→ **TASK TO CARRY OUT**
Should any entry look odd, write it out exactly anyway, along with all the rest.

→ **SUPPLIED DATA**
#####
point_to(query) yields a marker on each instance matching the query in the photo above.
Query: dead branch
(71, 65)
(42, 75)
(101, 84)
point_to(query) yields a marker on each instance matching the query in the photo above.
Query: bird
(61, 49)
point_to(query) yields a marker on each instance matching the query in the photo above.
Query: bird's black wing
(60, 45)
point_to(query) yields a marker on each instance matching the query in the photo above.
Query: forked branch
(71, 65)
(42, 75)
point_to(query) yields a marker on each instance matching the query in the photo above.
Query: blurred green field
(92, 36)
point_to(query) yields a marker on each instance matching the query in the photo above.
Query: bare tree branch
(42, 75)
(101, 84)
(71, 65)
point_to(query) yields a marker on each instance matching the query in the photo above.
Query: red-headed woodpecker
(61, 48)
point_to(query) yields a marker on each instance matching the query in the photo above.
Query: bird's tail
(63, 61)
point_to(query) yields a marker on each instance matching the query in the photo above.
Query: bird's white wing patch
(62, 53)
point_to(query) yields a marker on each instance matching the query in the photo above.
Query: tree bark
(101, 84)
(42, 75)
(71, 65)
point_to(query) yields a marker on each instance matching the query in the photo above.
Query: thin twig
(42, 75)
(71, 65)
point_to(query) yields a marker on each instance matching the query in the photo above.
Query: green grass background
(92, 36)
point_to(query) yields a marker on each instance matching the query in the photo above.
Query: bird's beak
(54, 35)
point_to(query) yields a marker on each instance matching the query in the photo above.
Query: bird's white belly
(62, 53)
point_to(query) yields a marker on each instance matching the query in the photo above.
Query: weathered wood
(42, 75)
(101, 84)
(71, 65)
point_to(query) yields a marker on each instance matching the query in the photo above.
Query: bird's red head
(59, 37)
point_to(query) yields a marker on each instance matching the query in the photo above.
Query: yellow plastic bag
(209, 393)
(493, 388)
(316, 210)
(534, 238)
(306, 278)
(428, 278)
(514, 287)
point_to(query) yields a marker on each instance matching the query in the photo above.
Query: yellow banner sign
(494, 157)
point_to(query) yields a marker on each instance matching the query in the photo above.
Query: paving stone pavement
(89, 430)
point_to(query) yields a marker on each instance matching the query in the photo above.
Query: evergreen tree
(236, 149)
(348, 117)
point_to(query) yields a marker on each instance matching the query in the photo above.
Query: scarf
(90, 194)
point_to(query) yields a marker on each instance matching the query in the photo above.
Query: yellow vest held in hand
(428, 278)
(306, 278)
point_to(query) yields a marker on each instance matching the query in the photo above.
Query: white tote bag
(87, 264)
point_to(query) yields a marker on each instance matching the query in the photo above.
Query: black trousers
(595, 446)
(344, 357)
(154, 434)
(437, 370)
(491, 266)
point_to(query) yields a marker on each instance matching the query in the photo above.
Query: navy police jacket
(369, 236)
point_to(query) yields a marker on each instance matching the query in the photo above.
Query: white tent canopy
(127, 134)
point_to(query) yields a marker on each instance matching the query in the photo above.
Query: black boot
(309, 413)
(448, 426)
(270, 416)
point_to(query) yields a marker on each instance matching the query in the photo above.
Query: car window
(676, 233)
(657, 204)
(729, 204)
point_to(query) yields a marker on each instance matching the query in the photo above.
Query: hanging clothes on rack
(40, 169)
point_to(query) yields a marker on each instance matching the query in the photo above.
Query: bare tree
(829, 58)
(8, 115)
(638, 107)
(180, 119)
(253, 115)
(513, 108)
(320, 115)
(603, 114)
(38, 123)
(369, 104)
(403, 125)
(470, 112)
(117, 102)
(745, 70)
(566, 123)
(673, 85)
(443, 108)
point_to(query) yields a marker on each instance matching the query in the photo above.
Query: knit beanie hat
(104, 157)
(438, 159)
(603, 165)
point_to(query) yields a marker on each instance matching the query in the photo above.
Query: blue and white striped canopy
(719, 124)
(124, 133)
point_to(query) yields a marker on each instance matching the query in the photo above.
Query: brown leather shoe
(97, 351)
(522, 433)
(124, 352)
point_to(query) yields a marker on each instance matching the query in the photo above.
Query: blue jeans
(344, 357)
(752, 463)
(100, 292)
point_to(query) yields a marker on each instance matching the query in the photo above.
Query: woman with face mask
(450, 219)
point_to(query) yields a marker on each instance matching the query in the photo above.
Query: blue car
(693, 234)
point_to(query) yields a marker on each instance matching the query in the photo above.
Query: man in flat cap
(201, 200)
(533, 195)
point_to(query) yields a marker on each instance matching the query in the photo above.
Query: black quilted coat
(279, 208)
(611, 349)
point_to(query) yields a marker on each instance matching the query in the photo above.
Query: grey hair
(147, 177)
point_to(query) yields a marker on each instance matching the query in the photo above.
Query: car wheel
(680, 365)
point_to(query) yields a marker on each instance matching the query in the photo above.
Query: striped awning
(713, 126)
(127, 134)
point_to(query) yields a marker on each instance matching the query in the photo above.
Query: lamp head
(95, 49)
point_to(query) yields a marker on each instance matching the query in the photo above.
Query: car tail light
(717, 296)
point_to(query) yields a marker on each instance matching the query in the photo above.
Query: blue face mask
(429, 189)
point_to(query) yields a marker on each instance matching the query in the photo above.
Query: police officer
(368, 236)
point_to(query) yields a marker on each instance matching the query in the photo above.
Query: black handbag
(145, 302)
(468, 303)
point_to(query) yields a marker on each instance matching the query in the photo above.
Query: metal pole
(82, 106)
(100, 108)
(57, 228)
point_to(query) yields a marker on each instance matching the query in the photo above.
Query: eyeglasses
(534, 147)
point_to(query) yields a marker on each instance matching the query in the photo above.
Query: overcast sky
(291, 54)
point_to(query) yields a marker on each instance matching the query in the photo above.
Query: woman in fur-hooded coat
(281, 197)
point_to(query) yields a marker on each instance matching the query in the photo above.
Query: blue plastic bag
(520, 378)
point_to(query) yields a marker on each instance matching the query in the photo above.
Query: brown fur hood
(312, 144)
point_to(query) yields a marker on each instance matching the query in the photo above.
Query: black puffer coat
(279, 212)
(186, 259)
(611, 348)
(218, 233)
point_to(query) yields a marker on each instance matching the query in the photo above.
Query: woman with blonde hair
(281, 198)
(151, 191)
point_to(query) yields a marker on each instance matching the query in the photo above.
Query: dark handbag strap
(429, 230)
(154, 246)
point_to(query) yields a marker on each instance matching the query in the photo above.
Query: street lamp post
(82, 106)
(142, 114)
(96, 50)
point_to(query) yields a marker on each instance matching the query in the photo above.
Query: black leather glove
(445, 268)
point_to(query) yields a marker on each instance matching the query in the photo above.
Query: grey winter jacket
#####
→ **PROBLEM SOLUTION**
point_to(query) yields a marker on each instance matching the query in the photo above.
Query: dead branch
(71, 65)
(42, 75)
(101, 84)
point_to(query) yields a marker on each instance matching the query in the photo above.
Query: bird
(61, 49)
point_to(query) yields a marker on each instance matching the query in the photo above.
Query: bird's black wing
(60, 45)
point_to(query) yields a marker on each instance matching the query in the photo above.
Query: forked branch
(71, 65)
(42, 75)
point_to(query) yields a marker on each instance matching the query in the photo above.
Query: blurred green field
(92, 36)
point_to(query) yields a marker on each instance matching the query in the photo above.
Query: bare tree branch
(42, 75)
(101, 84)
(71, 65)
point_to(query) yields a marker on each instance matching the query in the photo above.
Query: red-headed woodpecker
(61, 48)
point_to(query) yields a marker on each instance matching the query in the photo above.
Query: bird's tail
(63, 61)
point_to(query) yields a marker on each instance matching the query in the photo above.
Query: bird's white wing patch
(62, 53)
point_to(query) yields a marker on each instance matching the query in the photo above.
Query: tree bark
(101, 84)
(42, 75)
(71, 65)
point_to(query) yields a marker on each instance matching the query in the photo above.
Query: thin twig
(42, 75)
(71, 65)
point_to(query) yields a marker on each instance matching the query in the photo above.
Query: green grass background
(92, 36)
point_to(query) yields a marker on each instance matching the query in the photo above.
Query: bird's beak
(54, 35)
point_to(query) yields a marker on each instance matching the query in the photo above.
Query: bird's white belly
(62, 53)
point_to(query) yields a marker on each instance matching the query in the photo above.
Query: weathered wood
(42, 75)
(101, 84)
(71, 65)
point_to(query) yields a marker on each instance matching the query in the photo above.
Query: bird's red head
(59, 37)
point_to(query) yields a marker on each instance matching the query in the photo above.
Query: yellow plastic bag
(209, 393)
(493, 388)
(316, 210)
(534, 238)
(306, 278)
(428, 278)
(514, 287)
point_to(query) yields a marker on each instance matching the query in the photo above.
Query: yellow banner sign
(494, 157)
point_to(query) yields a marker on each instance matching the query in the photo above.
Query: paving stone pavement
(89, 430)
point_to(query) yields a marker on each instance matching the query in the photo above.
Query: evergreen tree
(236, 149)
(348, 117)
point_to(query) yields a marker on each instance matching the query in the photo above.
Query: scarf
(90, 194)
point_to(query) yields a marker on each instance matching the query in the photo above.
Query: yellow vest held in hand
(428, 278)
(306, 278)
point_to(query) yields a marker on each instance matching the query in the photo above.
Query: white tote bag
(87, 264)
point_to(query) yields a marker on each instance matching the query in the photo above.
Query: black trousers
(595, 446)
(344, 357)
(154, 434)
(437, 370)
(491, 266)
point_to(query) yields a marker on each instance matching the query in the photo above.
Query: navy police jacket
(369, 236)
point_to(query) yields a marker on each instance matching the query in the photo above.
Query: white tent canopy
(127, 134)
point_to(query) yields a marker on each instance matching the query in the photo above.
Query: black boot
(309, 413)
(448, 426)
(270, 416)
point_to(query) yields a marker on each instance matching the query in the photo above.
Query: car window
(676, 233)
(657, 204)
(729, 204)
point_to(query) yields a marker on each instance matching the query in the photo above.
Query: hanging clothes on rack
(40, 169)
point_to(query) yields a marker on each instance matching the query in the photo above.
Query: bare tree
(829, 58)
(8, 115)
(638, 107)
(180, 119)
(253, 115)
(513, 108)
(320, 115)
(603, 114)
(38, 123)
(369, 104)
(403, 125)
(470, 112)
(117, 102)
(745, 70)
(566, 123)
(673, 85)
(443, 108)
point_to(query) yields a marker on each instance matching the query in the photo above.
Query: knit beanie hat
(104, 157)
(438, 159)
(603, 165)
point_to(query) yields a marker on each instance matching the query in the photo above.
Query: blue and white striped canopy
(719, 124)
(124, 133)
point_to(query) yields a marker on each instance matching the query in the photo above.
Query: brown leather shoe
(97, 351)
(522, 433)
(124, 352)
point_to(query) yields a marker on each instance matching the query in the photo above.
Query: blue jeans
(344, 357)
(752, 463)
(100, 292)
point_to(query) yields a marker on each instance matching the query in the photo above.
Query: woman with face mask
(450, 219)
point_to(query) yields a marker on each instance matching the query in the photo above.
Query: blue car
(693, 234)
point_to(query) yields a marker on each instance matching the query in the photo above.
Query: man in flat cap
(201, 200)
(533, 195)
point_to(query) yields a marker on each instance matching the query in the photo above.
Query: black quilted coat
(279, 208)
(611, 349)
point_to(query) yields a marker on each instance matching the query in the photo above.
Query: grey hair
(147, 177)
point_to(query) yields a marker on each instance matching the query in the photo above.
Query: car wheel
(680, 365)
point_to(query) yields a marker on each instance matching the query in the photo above.
Query: striped awning
(713, 126)
(127, 134)
point_to(query) yields a marker on each instance matching the query in the photo above.
Query: lamp head
(95, 49)
point_to(query) yields a marker on each instance matching the query in the photo above.
Query: car tail light
(717, 296)
point_to(query) yields a marker on each instance matching the query in the photo above.
Query: blue face mask
(429, 189)
point_to(query) yields a marker on each instance matching the query in the photo above.
Query: police officer
(368, 236)
point_to(query) yields a marker on each instance matching the query in the photo above.
Query: black handbag
(145, 302)
(468, 303)
point_to(query) yields a marker on each instance matching the query in the photo above.
Query: metal pole
(82, 106)
(100, 108)
(57, 228)
point_to(query) yields a marker on each instance matching the query in the photo above.
Query: eyeglasses
(534, 147)
point_to(query) yields a marker on each instance matching the query in the photo above.
Query: overcast sky
(291, 54)
point_to(query) yields a marker on each instance matching the query in the photo above.
Query: woman in fur-hooded coat
(281, 197)
point_to(query) yields a marker on each instance matching the query in the photo above.
Query: blue plastic bag
(520, 378)
point_to(query) yields a marker on each instance matching the query in the photo above.
Query: brown fur hood
(312, 144)
point_to(query) yields a marker on each instance matching the query in the photo above.
Query: black puffer coat
(279, 212)
(186, 259)
(611, 348)
(218, 233)
point_to(query) yields a marker on each instance matching the query in the photo above.
Query: woman with blonde hair
(281, 198)
(151, 191)
point_to(query) yields a marker on each instance matching the query in the photo above.
Query: dark handbag strap
(429, 230)
(154, 246)
point_to(query) yields a marker on each instance matching the query in the photo above.
Query: street lamp post
(82, 106)
(142, 114)
(96, 50)
point_to(query) yields a marker on each instance matching the query in the photo above.
Query: black leather glove
(445, 268)
point_to(query) yields a marker on each instance matching the query in the photo above.
Query: grey winter jacket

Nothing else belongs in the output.